■ TASK TO COMPLETE
Copy exactly the run of lines that begins at the line with "Where can the dirt" and ends at the final line of the entries.
--- DATA PROVIDED ---
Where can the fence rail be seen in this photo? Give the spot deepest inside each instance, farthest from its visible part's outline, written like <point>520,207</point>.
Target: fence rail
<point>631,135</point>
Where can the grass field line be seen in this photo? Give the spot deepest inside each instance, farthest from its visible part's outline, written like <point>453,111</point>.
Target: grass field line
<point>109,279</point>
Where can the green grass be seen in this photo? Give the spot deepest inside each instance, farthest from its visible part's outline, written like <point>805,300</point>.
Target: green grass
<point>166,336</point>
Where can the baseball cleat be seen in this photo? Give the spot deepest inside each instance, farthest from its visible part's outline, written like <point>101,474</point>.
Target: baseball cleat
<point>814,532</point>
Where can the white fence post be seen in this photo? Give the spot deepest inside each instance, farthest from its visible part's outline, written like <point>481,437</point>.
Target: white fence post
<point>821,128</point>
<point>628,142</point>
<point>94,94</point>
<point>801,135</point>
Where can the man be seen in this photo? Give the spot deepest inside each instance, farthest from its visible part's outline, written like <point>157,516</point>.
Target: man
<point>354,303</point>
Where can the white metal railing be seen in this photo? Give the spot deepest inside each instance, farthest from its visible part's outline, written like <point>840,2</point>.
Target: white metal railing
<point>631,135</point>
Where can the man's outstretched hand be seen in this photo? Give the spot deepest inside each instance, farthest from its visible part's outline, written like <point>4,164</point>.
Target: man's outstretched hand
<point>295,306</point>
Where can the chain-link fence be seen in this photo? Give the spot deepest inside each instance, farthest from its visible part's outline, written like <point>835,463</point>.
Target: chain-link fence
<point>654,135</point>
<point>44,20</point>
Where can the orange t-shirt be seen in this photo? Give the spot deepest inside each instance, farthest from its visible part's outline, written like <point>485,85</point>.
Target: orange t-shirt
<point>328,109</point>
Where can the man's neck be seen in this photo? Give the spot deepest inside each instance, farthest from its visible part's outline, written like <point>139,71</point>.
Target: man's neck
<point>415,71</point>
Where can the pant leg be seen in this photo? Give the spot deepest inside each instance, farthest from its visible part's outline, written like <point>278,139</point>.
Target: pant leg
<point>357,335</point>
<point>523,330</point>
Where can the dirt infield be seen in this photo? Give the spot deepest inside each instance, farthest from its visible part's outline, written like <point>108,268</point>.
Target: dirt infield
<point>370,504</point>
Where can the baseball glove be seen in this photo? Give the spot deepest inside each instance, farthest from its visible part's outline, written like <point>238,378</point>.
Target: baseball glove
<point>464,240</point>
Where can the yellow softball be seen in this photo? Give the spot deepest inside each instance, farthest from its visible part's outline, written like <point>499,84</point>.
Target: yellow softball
---
■ SOLVED EXERCISE
Where can the dirt infield be seen in this photo? Give the spot deepest inside each instance, farthest from its visible part's outline, written like <point>108,268</point>.
Target: dirt infield
<point>370,504</point>
Where can the baseball glove be seen in this photo? Give the spot deepest inside each instance, farthest from its visible part's outline, written like <point>238,378</point>.
Target: baseball glove
<point>464,240</point>
Where can the yellow softball be seen in this photo? Give the spot deepest inside each instance, farthest from its visible part's outline, written like <point>499,84</point>.
Target: yellow softball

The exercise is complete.